> [Task prompt]:
Write out the data below in full. Keep it exact.

(Raw records)
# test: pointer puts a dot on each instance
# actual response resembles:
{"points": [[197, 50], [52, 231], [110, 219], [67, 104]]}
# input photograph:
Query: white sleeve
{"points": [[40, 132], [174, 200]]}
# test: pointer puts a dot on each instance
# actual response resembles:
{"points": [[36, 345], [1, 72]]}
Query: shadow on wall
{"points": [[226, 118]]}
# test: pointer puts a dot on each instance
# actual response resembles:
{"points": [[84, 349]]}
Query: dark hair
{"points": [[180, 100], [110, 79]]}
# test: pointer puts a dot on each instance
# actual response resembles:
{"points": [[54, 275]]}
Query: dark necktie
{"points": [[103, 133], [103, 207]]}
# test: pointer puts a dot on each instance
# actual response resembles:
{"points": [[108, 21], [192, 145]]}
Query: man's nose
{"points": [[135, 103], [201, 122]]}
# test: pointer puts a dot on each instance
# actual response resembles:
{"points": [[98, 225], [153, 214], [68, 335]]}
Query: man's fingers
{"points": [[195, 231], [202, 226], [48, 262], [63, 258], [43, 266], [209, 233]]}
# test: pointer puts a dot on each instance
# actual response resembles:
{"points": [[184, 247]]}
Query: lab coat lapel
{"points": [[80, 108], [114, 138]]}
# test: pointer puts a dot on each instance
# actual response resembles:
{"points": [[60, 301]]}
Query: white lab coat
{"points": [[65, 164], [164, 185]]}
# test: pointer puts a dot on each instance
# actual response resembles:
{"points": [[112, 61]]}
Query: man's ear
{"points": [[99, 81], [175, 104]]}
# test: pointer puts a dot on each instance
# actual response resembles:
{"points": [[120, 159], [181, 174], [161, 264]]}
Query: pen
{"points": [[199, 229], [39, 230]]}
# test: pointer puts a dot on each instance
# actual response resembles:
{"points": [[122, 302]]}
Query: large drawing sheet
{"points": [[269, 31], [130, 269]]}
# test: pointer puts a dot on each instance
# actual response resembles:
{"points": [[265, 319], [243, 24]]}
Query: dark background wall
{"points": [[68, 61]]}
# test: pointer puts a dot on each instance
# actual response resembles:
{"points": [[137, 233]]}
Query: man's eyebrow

> [Task solution]:
# test: pointer puts a dot on each instance
# actual response resembles:
{"points": [[197, 50], [52, 231], [110, 219], [67, 104]]}
# input photograph:
Query: white sleeve
{"points": [[40, 132], [174, 200]]}
# test: pointer puts a dot on each instance
# actual response resembles:
{"points": [[36, 345], [1, 72]]}
Query: shadow on wall
{"points": [[226, 118]]}
# test: pointer puts a dot on each instance
# actual response resembles:
{"points": [[84, 349]]}
Query: dark hair
{"points": [[180, 100], [110, 79]]}
# test: pointer puts a dot on each instance
# actual response resembles:
{"points": [[54, 275]]}
Query: dark necktie
{"points": [[103, 133], [103, 207]]}
# test: pointer puts a dot on each instance
# actual response resembles:
{"points": [[108, 21], [192, 145]]}
Query: man's nose
{"points": [[135, 103], [201, 122]]}
# test: pointer puts a dot on each instance
# actual response resembles:
{"points": [[98, 225], [153, 214], [68, 335]]}
Query: man's fingers
{"points": [[195, 231], [202, 226], [48, 262], [63, 258], [43, 266], [209, 233]]}
# test: pointer puts a dot on each instance
# actual response resembles:
{"points": [[184, 247]]}
Query: lab coat lapel
{"points": [[80, 108], [114, 138]]}
# test: pointer puts a dot on each instance
# actual response resembles:
{"points": [[60, 301]]}
Query: white lab coat
{"points": [[65, 164], [164, 185]]}
# test: pointer puts a dot on each instance
# actual response resembles:
{"points": [[112, 61]]}
Query: man's ear
{"points": [[99, 81], [175, 104]]}
# test: pointer puts a dot on each instance
# actual response resembles:
{"points": [[120, 159], [181, 174], [161, 264]]}
Query: pen
{"points": [[199, 229], [39, 230]]}
# test: pointer puts a dot on each instance
# actual response resembles:
{"points": [[122, 302]]}
Query: large drawing sheet
{"points": [[269, 31], [130, 269]]}
# test: pointer puts a dot on each instance
# actual response resembles:
{"points": [[265, 319], [243, 24]]}
Query: dark background wall
{"points": [[68, 61]]}
# test: pointer puts a dot on each instance
# actual response resembles:
{"points": [[137, 233]]}
Query: man's eyebrow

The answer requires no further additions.